Текст:
· · · · ·
Андрюша, я не мог осудить врачей в Одессе, которые к тебе вовремя не приехали. Страна-то теперь другая – Украина. Мы с тобой сами виноваты. Я не сумел тебя убедить. Значит, неважный я артист, раз не нашел ходов к твоей душе, не сумел внушить тебе, как это опасно – увлекаться… Но я думаю, причина не в воспитании. Когда человек самостоятелен, самобытен, у него свой характер – а в тебе все это было, – повлиять на него крайне сложно. В детстве ты был управляемым, но все равно своенравным. Лев все-таки по гороскопу…

Знаешь, мне бы хотелось поговорить вот о чем.

Тебя действительно не вернешь… Но не входит это ощущение в меня целиком, не входит это осознание… Я до сих пор не верю, что тебя больше нет… Но никуда не денешься: церковь, батюшка, люди, которые пришли с тобой попрощаться… Твои друзья рыдают. А я говорю им: «Ну же, ребята, ведите себя достойно. Андрюша просто уснул. Видите, он спит». Я был не то что спокоен, Андрюша, а… как бы тебе сказать?.. Если всем переживаниям дать волю, то можно и психикой повредиться. Можно вообще не выдержать всего и свалиться с очередным приступом. Даже когда люди из добрых побуждений выражают соболезнования, они не понимают, что тем самым увеличивают страдание близких.
· · · · ·
Записи:
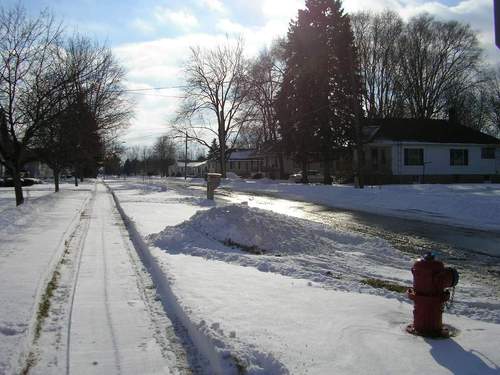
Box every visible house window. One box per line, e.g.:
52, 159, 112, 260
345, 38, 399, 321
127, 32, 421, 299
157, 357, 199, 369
405, 148, 424, 165
450, 148, 469, 165
481, 147, 495, 159
380, 148, 387, 166
371, 148, 378, 168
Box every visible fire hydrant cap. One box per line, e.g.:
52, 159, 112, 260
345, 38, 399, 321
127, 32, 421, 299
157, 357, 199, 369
422, 251, 436, 261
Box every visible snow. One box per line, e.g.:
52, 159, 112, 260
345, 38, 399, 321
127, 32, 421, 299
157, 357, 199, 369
68, 185, 171, 374
216, 180, 500, 231
0, 182, 86, 212
110, 181, 500, 374
0, 185, 91, 374
0, 184, 187, 374
161, 255, 500, 374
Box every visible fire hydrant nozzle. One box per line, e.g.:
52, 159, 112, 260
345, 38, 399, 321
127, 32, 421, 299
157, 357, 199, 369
407, 253, 459, 337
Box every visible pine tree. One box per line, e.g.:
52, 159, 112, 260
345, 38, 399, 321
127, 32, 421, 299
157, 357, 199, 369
277, 0, 361, 184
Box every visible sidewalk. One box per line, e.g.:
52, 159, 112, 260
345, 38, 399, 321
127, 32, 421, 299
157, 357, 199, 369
111, 182, 500, 374
0, 185, 93, 374
69, 184, 172, 375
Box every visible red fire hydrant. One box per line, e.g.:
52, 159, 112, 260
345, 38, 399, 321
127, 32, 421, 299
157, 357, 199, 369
407, 253, 458, 337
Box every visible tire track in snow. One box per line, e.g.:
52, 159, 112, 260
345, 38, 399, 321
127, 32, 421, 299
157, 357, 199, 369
66, 185, 97, 375
101, 212, 121, 374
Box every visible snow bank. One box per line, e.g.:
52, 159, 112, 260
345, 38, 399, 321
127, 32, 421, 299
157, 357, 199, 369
108, 181, 500, 374
148, 205, 412, 297
148, 204, 500, 323
113, 192, 286, 375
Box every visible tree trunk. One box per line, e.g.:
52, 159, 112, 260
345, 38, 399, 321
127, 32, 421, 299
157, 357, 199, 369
278, 152, 285, 180
12, 168, 24, 206
52, 168, 59, 193
219, 142, 226, 178
323, 158, 333, 185
300, 157, 309, 184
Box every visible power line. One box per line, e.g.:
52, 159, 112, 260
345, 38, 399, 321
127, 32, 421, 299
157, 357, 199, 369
121, 85, 187, 92
127, 92, 186, 99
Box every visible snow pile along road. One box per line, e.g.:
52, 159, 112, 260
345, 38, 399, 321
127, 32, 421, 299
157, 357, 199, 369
148, 205, 411, 295
148, 204, 500, 323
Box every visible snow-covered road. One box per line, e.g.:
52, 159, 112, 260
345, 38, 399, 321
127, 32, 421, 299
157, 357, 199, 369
68, 184, 171, 374
108, 180, 500, 375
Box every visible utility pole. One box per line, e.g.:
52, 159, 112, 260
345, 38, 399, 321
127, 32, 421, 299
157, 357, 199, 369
493, 0, 500, 48
184, 131, 187, 181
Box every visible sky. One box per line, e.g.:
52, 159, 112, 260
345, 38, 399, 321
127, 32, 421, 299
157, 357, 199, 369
2, 0, 500, 146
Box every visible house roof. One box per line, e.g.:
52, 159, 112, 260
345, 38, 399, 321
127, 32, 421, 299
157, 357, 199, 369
228, 149, 257, 161
177, 161, 207, 168
367, 119, 500, 144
· · · · ·
Что сделать 1: Перескажите короче, в виде списка, абзац текста, который начинается словами «Тебя действительно не вернешь…». Главные факты сохраните.
Что сделать 2: Изложите суть текста в двух предложениях.
Записи с текстом никак не связаны.

Ответ 1:
- Говорящий понимает, что Андрюшу не вернуть, но до сих пор не верит, что его больше нет.
- На прощании в церкви друзья Андрюши рыдают, а он просит их держаться достойно и говорит, что Андрюша просто уснул.
- Он был не то чтобы спокоен, но считает, что если дать волю всем переживаниям, можно повредить психику или свалиться с приступом.
- Соболезнования, даже из добрых побуждений, по его словам, только усиливают страдание близких.

Ответ 2: Обращаясь к Андрюше, говорящий не осуждает одесских врачей и считает виноватыми их самих: он не сумел убедить Андрюшу, как опасно увлекаться, хотя на человека с таким самостоятельным характером повлиять крайне сложно. Он до сих пор не верит, что Андрюши больше нет, на прощании просит рыдающих друзей вести себя достойно и говорит, что если дать волю всем переживаниям, можно не выдержать.